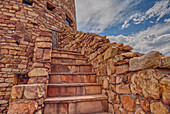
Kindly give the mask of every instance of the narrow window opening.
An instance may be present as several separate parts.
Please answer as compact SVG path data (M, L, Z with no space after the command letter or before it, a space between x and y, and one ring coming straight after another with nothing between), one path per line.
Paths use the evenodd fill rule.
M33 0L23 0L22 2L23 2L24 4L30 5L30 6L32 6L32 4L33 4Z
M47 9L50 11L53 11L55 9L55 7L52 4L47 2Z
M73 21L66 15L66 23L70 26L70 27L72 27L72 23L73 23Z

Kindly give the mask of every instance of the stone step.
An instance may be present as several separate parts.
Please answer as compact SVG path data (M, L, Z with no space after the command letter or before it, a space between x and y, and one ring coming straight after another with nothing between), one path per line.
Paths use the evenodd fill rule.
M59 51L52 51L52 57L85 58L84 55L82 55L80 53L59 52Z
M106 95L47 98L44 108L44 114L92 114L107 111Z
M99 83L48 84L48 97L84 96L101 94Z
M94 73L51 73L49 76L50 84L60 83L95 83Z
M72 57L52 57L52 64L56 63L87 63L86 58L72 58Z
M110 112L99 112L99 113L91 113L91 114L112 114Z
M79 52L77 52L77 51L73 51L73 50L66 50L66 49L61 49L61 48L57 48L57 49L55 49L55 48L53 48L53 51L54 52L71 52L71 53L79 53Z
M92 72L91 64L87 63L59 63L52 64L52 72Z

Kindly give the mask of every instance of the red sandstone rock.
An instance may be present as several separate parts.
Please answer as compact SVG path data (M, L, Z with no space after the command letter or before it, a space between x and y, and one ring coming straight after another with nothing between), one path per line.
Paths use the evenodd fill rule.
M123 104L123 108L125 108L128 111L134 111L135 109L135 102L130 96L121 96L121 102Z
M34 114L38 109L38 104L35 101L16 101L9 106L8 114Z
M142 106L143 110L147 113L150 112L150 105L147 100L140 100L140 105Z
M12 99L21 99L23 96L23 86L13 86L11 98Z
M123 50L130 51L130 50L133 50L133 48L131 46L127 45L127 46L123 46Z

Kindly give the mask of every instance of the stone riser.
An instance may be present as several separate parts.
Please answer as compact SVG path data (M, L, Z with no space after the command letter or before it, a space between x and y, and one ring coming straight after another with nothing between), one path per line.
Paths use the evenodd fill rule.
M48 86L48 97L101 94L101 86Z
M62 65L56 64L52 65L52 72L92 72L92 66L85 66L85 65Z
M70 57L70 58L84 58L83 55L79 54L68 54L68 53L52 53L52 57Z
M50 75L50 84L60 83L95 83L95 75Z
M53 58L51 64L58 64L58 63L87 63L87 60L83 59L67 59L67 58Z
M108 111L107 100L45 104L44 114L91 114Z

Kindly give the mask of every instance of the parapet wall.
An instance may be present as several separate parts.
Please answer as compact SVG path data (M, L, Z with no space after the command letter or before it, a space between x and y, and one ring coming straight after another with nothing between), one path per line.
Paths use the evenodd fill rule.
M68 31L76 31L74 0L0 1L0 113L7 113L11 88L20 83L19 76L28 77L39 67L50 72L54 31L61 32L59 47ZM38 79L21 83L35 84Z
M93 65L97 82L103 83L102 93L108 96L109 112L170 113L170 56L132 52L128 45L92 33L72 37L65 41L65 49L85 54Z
────
▸ Work to complete: The answer is the records above, repeated exactly, with no picture in it.

▸ Expected answer:
Kindly give the mask of every instance of the narrow window opening.
An instance may be present as several separate parts.
Please answer as compact SVG path data (M, L, Z with no space after the command letter or before it, a space between x and y, and one ring coming straight after another with nothing between), one path per line.
Paths use the evenodd fill rule.
M33 0L23 0L22 2L23 2L24 4L30 5L30 6L32 6L32 4L33 4Z
M47 9L50 11L53 11L55 9L55 7L52 4L47 2Z
M73 21L66 15L66 23L70 26L70 27L72 27L72 23L73 23Z

Kindly give the mask of every instance of the stone step.
An instance may be present as several separate parts.
Please answer as compact SVG path data (M, L, Z with no space after the command letter or before it, a space between x and y, and one ring coming straight after another with nothing between), one path per line.
Paths use the evenodd fill rule.
M59 51L52 51L52 57L85 58L84 55L82 55L80 53L59 52Z
M106 95L47 98L44 108L44 114L92 114L107 111Z
M99 83L48 84L48 97L84 96L101 94Z
M94 73L51 73L49 76L50 84L60 83L95 83Z
M72 57L52 57L52 64L56 63L87 63L86 58L72 58Z
M110 112L99 112L99 113L91 113L91 114L112 114Z
M79 52L77 52L77 51L73 51L73 50L66 50L66 49L61 49L61 48L57 48L57 49L55 49L55 48L53 48L53 51L54 52L71 52L71 53L79 53Z
M92 72L91 64L87 63L59 63L52 64L52 72Z

Kindly give the mask of every instance of the red sandstone rock.
An instance may be present as several separate parts.
Please answer as compact SVG path data (M, L, Z with no space after the command letter or before it, a space between x and y, and one ring coming straight after another with nothing between), one path per line.
Paths use the evenodd fill rule.
M123 104L123 108L125 108L128 111L134 111L135 109L135 102L130 96L121 96L121 102Z
M34 114L38 109L38 104L35 101L16 101L9 106L8 114Z
M142 106L143 110L147 113L150 112L150 105L147 100L140 100L140 105Z
M12 99L21 99L23 96L23 86L13 86L11 98Z
M123 50L130 51L130 50L133 50L133 48L131 46L127 45L127 46L123 46Z

Kindly give the mask of every instance of the stone riser.
An instance may be present as several separate parts.
Please answer as compact SVG path data (M, L, Z with no space after the command letter or before it, a space between x and y, and one ring coming straight after another with nothing between), one path per line.
Paths use the evenodd fill rule.
M48 86L48 97L101 94L101 86Z
M62 65L56 64L52 65L52 72L92 72L92 66L85 66L85 65Z
M70 57L70 58L84 58L83 55L79 54L68 54L68 53L52 53L52 57Z
M50 75L50 84L60 83L95 83L95 75Z
M53 58L51 64L58 64L58 63L87 63L87 60L83 59L67 59L67 58Z
M108 111L107 100L45 104L44 114L91 114Z

Kindly give the mask of every instance of the parapet wall.
An instance may be present as several separate parts.
Please answer as compact SVG path data (M, L, Z with no space after the command letter or before it, a space between x and y, and one ring coming straight after another with nothing between), one path per line.
Paths use the evenodd fill rule.
M68 31L76 31L74 0L0 1L0 113L7 113L11 88L20 83L19 76L28 77L39 67L50 72L54 31L61 32L59 47ZM38 79L21 83L35 84Z
M93 65L97 82L103 83L102 93L108 96L109 112L170 113L170 56L132 52L128 45L92 33L72 37L65 41L65 49L85 54Z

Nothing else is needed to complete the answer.